EXTRAIT DE PAGE =>
>>>
ET AUX MOTIFS EVENTUELLEMENT ADOPTES QUE « Sur la recevabilité de l'action en extension, la réalisation des actifs de la société débitrice ICP dans le cadre d'un plan de cession ne fait pas obstacle à une extension engagée par son Liquidateur après conversion en liquidation judiciaire ; que « aucun texte ou principe n'interdit au Tribunal d'étendre la procédure de Liquidation Judiciaire d'une personne morale à une autre personne morale tant que cette procédure n'est pas clôturée » (Cass. com 13/11/2002 n° 99-16827 ) ; que la procédure de liquidation judiciaire de la société ICP est toujours en cours .Attendu qu'une même société ne peut être soumise simultanément à deux procédures, liquidation et redressement judiciaires, mais que la Conciliation, procédure amiable, n'est pas concernée par ce principe d' exclusivité ; que le Tribunal déboutera BADICO de son exception d'irrecevabilité ; que sur le mérite de l'action en extension, la SNC BADICO a mis à disposition de ICP un ensemble immobilier sans que les loyers lui soient réglés pendant près de 5 ans, soit au total une somme de 854 726,02 € ; que depuis la signature du bail en janvier 2009 BADICO n' a jamais procédé à aucune action de recouvrement de sa créance auprès de ICP, notamment par voie judiciaire, ni requis l'application de la clause résolutoire du bail ; que M. B... dirigeant de ICP est également gérant de BADICO ; qu'en conséquence, il a existé durant ces 5 années des flux financiers anormaux entre BADICO et ICP ; que ces relations financières anormales caractérisent la confusion des patrimoines entre BADICO et ICP et justifient l'extension de la liquidation judiciaire de ICP à BADICO, conformément aux dispositions de l'article L.622-2 al. 2 du Code de Commerce ; que le Tribunal prononcera l'extension de la procédure de liquidation judiciaire ouverte pour ICP à l'encontre de BADICO et dira que les opérations de liquidation judiciaire se poursuivront sous patrimoine commun » ;

1°) ALORS QUE l'adoption d'un plan de cession totale de l'entreprise fait obstacle à l'extension à un tiers, pour confusion des patrimoines, de la procédure collective du débiteur ; qu'en décidant néanmoins d'étendre à la société Badico la procédure de liquidation judiciaire ouverte le 24 juin 2014 à l'encontre de la société ICP, qui a fait l'objet d'un plan de cession totale au profit de la société Eurasia Groupe prononcé par jugement du tribunal de commerce de Paris du 16 avril 2014, motifs pris que le plan de cession, qu'il soit total ou partiel, n'est qu'une opération de réalisation des actifs qui ne détermine pas le sort de la personne morale qui exploitait l'entreprise et dont les actifs ont été cédés, de sorte que l'extension de la procédure collective de la société ICP, qui s'est poursuivie, était possible à l'égard de la société Badico, la cour d'appel a violé l'article L. 621-2 du Code de commerce, dans sa rédaction issue de la loi du 26 juillet 2005 ;

2°) ALORS, EN TOUT ETAT DE CAUSE, QU'en se contenant de relever, pour dire que l'existence de flux financiers ayant conduit à une confusion des patrimoines des deux sociétés était caractérisée, que la société Badisco était demeurée passive face au non-paiement de loyers dus par la société ICP, cependant que le défaut de paiement des loyers non réclamés n'était pas constaté sur une période de plusieurs années consécutives, de sorte qu'aucune volonté systématique de la société Badico d'entretenir des relations financières anormales avec sa locataire ne pouvait être caractérisée, la cour d'appel a statué par des motifs impropres à caractériser l'existence de relations financières anormales et, partant d'une confusion des patrimoines entre les sociétés Badico et ICP, et a privé sa décision de base légale au regard de l'article L. 621-2 du code de commerce.
<<<
JEU D'ENREGISTREMENTS =>
>>>
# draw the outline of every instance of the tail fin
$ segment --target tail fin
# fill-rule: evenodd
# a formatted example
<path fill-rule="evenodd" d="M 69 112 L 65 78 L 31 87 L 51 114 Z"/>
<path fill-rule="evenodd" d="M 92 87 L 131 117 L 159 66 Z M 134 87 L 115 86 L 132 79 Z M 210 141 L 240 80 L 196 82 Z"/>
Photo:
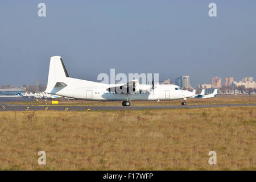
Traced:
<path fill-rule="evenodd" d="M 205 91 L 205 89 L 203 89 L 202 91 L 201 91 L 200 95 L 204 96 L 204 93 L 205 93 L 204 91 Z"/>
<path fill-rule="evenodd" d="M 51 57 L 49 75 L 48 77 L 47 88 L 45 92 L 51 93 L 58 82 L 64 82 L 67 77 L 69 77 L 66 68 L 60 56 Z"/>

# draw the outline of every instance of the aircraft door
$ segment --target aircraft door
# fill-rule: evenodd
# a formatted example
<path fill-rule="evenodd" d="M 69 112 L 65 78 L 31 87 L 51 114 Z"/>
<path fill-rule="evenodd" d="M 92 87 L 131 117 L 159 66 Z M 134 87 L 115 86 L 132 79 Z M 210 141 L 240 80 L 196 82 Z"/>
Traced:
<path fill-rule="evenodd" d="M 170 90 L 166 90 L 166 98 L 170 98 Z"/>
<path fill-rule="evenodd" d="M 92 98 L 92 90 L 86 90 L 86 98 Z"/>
<<<
CONSIGNE => Selon l'extrait de page, sur quoi le tribunal s'appuie-t-il pour retenir une confusion des patrimoines entre BADICO et ICP ? Répondez en une à trois phrases.

RÉPONSE RÉDIGÉE => Le tribunal relève que BADICO a mis un ensemble immobilier à la disposition d'ICP sans toucher les loyers pendant près de 5 ans, soit 854 726,02 € au total. Depuis la signature du bail en janvier 2009, BADICO n'a jamais tenté de récupérer cette somme, ni en justice ni en demandant l'application de la clause résolutoire du bail. Comme M. B..., dirigeant d'ICP, est aussi gérant de BADICO, le tribunal y voit des flux financiers anormaux entre les deux sociétés, qui caractérisent la confusion des patrimoines.